[Work to complete] Report each line of the listing below that contains the word "spaces", copying every such line in full.

[Records provided]
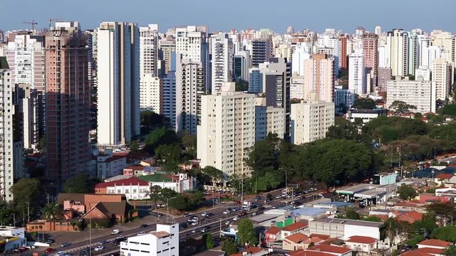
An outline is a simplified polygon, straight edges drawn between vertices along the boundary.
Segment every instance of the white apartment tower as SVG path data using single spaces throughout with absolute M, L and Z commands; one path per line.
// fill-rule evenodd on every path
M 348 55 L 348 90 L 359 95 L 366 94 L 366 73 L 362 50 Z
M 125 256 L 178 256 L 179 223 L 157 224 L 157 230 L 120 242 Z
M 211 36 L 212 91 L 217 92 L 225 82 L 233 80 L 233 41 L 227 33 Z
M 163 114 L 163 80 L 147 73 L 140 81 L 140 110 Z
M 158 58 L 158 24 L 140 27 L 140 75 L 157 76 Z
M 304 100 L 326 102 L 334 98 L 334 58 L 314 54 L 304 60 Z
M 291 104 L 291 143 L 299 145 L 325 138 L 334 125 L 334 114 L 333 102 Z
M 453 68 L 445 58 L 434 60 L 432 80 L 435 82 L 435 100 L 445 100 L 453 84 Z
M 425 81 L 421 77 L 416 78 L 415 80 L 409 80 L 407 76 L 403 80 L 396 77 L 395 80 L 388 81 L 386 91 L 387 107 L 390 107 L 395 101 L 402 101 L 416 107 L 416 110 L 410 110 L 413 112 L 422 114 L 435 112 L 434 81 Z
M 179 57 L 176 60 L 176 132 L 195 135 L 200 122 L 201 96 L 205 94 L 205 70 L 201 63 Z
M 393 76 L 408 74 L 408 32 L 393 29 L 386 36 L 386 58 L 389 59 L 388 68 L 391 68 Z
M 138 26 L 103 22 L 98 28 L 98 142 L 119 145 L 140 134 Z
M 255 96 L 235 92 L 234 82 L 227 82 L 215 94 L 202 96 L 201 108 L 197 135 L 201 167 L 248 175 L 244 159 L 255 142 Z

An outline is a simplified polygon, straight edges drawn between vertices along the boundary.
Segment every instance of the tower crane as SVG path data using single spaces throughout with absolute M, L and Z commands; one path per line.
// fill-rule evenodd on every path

---

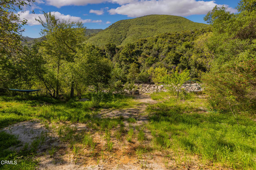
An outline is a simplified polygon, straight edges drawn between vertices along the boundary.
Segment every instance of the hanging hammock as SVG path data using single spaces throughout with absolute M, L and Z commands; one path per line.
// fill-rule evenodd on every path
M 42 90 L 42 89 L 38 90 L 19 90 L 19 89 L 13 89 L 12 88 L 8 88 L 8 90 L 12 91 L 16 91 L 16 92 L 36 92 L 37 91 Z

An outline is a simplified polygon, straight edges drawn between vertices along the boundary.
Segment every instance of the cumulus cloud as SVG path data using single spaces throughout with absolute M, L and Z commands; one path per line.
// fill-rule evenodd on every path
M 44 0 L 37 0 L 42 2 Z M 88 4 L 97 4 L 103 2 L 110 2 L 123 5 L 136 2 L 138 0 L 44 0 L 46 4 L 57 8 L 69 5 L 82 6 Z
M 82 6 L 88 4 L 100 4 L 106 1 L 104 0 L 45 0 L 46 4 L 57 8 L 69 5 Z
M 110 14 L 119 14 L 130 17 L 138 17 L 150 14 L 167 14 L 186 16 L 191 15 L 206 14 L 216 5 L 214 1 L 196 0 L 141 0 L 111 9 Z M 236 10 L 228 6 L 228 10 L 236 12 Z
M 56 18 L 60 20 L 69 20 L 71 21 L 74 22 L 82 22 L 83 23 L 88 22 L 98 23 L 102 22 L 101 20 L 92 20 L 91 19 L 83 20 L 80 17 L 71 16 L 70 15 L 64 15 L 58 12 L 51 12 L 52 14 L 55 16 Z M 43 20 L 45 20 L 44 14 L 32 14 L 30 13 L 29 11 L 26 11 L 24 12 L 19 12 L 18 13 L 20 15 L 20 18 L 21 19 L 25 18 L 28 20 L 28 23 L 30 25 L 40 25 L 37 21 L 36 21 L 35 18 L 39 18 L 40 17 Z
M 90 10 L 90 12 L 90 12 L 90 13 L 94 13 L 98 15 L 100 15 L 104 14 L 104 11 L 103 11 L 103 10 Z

[Reply]
Segment every instance of the white apartment tower as SVG path data using single spaces throughout with absolute M, L and Z commands; one path per line.
Segment every instance of the tower crane as SVG path data using single spaces throughout with absolute M, L and Z commands; one path per line.
Segment every instance of the hanging hammock as SVG path data using single spaces throughout with absolute M, L and Z commands; one path per line.
Segment every instance of the cumulus cloud as SVG path data using single spaces throughout with absolute M, L and Z commands; one path per line.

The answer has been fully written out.